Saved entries
================
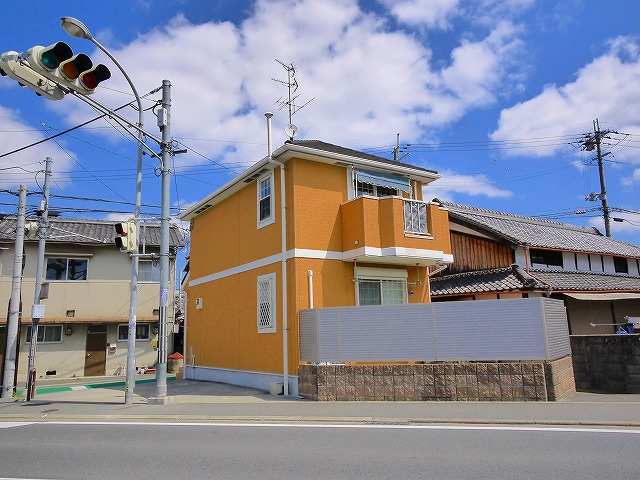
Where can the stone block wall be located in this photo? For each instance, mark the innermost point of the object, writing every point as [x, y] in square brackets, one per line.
[531, 381]
[560, 378]
[606, 363]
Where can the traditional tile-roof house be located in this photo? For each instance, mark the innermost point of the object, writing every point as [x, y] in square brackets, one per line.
[313, 225]
[502, 255]
[84, 330]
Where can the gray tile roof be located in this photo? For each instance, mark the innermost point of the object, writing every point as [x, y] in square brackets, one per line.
[329, 147]
[537, 232]
[507, 279]
[514, 278]
[86, 232]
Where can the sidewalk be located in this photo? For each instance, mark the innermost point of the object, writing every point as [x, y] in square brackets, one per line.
[102, 399]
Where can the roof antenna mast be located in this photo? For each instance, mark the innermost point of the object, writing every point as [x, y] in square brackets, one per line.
[290, 102]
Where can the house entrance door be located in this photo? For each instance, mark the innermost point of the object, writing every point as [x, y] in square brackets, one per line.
[95, 361]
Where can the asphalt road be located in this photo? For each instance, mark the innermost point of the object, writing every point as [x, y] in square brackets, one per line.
[59, 450]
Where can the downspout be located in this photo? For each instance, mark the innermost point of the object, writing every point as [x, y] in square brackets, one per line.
[310, 277]
[283, 223]
[527, 256]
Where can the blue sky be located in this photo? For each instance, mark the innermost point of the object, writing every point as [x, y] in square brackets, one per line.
[493, 94]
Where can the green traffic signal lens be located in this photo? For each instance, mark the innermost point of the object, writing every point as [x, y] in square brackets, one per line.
[50, 60]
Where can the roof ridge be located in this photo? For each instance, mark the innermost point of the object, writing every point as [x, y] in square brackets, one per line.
[514, 216]
[471, 273]
[584, 272]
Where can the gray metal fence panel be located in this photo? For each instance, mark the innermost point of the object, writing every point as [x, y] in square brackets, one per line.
[453, 331]
[489, 330]
[557, 329]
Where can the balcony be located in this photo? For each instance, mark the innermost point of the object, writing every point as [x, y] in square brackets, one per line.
[394, 230]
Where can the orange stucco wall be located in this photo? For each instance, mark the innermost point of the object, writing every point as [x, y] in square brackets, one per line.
[224, 332]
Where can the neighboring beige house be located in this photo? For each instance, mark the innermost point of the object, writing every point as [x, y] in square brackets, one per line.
[499, 255]
[84, 330]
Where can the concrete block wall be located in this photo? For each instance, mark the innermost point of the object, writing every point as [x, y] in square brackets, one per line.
[560, 378]
[606, 363]
[415, 382]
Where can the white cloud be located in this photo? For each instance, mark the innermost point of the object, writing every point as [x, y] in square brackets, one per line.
[366, 81]
[606, 88]
[453, 183]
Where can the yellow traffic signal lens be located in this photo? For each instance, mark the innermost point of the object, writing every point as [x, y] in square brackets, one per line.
[70, 71]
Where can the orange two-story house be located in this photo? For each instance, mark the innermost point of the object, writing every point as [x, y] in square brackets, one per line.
[354, 231]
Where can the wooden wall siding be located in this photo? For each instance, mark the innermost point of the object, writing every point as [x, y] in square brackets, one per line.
[471, 253]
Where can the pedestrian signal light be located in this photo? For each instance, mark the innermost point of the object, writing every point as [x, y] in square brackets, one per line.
[126, 238]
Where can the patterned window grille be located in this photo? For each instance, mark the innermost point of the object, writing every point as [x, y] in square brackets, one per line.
[266, 303]
[415, 217]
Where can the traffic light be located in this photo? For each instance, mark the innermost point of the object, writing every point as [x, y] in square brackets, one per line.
[54, 70]
[58, 63]
[12, 66]
[31, 230]
[126, 237]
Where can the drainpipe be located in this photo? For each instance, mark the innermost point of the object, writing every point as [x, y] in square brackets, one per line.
[283, 223]
[310, 277]
[527, 256]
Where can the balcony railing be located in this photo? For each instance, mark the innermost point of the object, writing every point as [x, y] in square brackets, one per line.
[415, 217]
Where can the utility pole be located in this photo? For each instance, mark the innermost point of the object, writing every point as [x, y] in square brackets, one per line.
[10, 366]
[164, 116]
[590, 143]
[37, 311]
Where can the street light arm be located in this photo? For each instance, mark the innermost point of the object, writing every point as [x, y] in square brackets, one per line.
[121, 120]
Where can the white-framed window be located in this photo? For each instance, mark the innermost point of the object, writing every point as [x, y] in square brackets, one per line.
[415, 217]
[267, 303]
[142, 332]
[69, 269]
[149, 271]
[363, 188]
[378, 286]
[46, 334]
[265, 200]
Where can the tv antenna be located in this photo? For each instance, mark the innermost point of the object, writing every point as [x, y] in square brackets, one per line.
[290, 102]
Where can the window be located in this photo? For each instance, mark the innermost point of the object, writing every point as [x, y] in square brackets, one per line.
[378, 286]
[548, 258]
[142, 332]
[364, 188]
[382, 292]
[265, 201]
[149, 271]
[415, 217]
[620, 264]
[67, 269]
[46, 334]
[267, 303]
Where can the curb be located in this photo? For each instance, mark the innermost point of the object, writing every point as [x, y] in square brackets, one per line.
[89, 386]
[313, 420]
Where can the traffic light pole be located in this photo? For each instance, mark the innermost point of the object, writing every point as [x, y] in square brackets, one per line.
[164, 116]
[37, 310]
[10, 367]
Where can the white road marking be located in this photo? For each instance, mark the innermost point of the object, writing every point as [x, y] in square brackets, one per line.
[501, 428]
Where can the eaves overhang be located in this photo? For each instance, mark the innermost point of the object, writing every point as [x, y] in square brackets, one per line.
[288, 151]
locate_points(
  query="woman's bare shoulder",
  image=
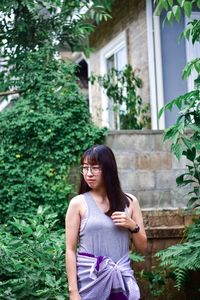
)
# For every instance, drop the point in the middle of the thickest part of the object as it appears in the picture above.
(77, 203)
(132, 198)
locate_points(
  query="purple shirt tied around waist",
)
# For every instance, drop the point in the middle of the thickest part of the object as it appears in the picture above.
(99, 278)
(103, 264)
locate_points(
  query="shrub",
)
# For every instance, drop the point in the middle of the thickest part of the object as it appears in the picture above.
(42, 135)
(32, 262)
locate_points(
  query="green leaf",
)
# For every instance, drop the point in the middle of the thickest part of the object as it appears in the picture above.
(180, 179)
(191, 154)
(161, 112)
(170, 17)
(188, 8)
(192, 201)
(170, 2)
(177, 149)
(177, 12)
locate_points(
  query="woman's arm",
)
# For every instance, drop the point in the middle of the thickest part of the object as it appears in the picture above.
================
Filter the entries down to the lines containing "query". Copy each of those lines.

  query="woman's bare shoulder",
  query="purple shirt tied around waist",
  query="shrub",
  query="green leaf",
  query="woman's arm",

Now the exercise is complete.